Published on: 2020-07-09
Experiments with confidence determining networks
This is a followup article to Confidence in machine learning, reading that one first is probably require in order to understand some of the context behind these experiments. That being said, I think the results are potentially interesting on their own.
I Experimental setup
All the code and data can be found here: https://github.com/George3d6/Confidence-Determination
If you want to but are unable to replicate some of this let me know. Everything random should be statically seeded so unless something went wrong you'd get the exact same numbers I did.
To back up my ruminations on the idea of confidence determination I will do the following experiment:
Take a fully connected network (
M) and train it on 4 datasets:
The first dataset (a) is a fully deterministic dataset dictated by some n-th degree polynomial function:
f(X) = c1 \* X^1 + ... cn * X[n]^n
Just to keep it simple let's say
ck = k or ck = (n+1-k)
We might also play with variation of this function where we remove the power or the coefficient (e.g.
f(X) = 1*X...n*X[n] and
f(X) = X^1 + ... X[n]^n). The choice is not that important, what we care about is getting a model that converges almost perfectly in a somewhat short amount of time.
We might also go with an even simpler "classification" version, where
f(X) = x % 3 if x < 10 else None for x in X, thus getting an input of only 0, 1 and 2. Whichever of these 3 labels is more common, that's the value of
The value to be predicted,
Y = 0 | f(x) < lim1, 1 | lim1 < f(x) < lim2, 2 | lim2 < f(x)
lim1 and lim2 will be picked such that, for randomly generate values in X between 1 and 9, the split between the potential values of Y in the dataset is 33/33/33.
The second dataset (b) is similar to (a) except for the value of Y, which is:
Y = 0 | f(x) < lim1, 1 | lim1 < f(x)
But, given some irregularity in the inputs, say
X == 5 => Y = 2
The value of
lim1 will be picked such that the initial split is 50/50, given that we are using the 1st-degree variable to introduce this irregularity in 1/9th of samples, I assume the final split will be around 11/44.5/44.5.
The third dataset (c) is similar to (a) except that when Y == 2 there's a 1/3 chance that Y will randomly become 0.
These 3 datasets are symbolic, though not fully representative, of 3 "cases" in which I'd like to think about the idea of confidence:
a) Represents a case where the datasets follow a straight forward equation which, in theory, the model should be able to approximate with ~100% accuracy.
b) Represents a case where the datasets follow a deterministic equation, but this equation has an irregularity which breaks its linearity in several places, which seem "random" when looking at the final value but obvious when looking at the input independently.

• [Stored data]
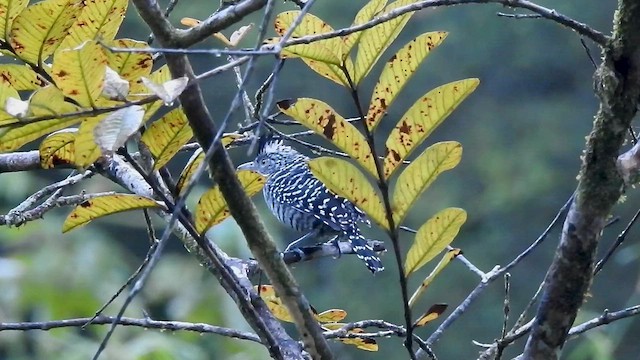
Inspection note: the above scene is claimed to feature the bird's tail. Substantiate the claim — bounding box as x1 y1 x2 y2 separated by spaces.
348 231 384 274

• [Exercise set]
1. Translate this sentence from the article on confidence-determining networks into Spanish: "The third dataset (c) is similar to (a) except that when Y == 2 there's a 1/3 chance that Y will randomly become 0."
2. In the article on confidence-determining networks, how is everything random in the experiments handled?
Use only the article on confidence-determining networks.

• [Problem solutions]
1. El tercer conjunto de datos (c) es similar a (a), salvo que cuando Y == 2 hay una probabilidad de 1/3 de que Y se convierta aleatoriamente en 0.

2. Everything random is statically seeded.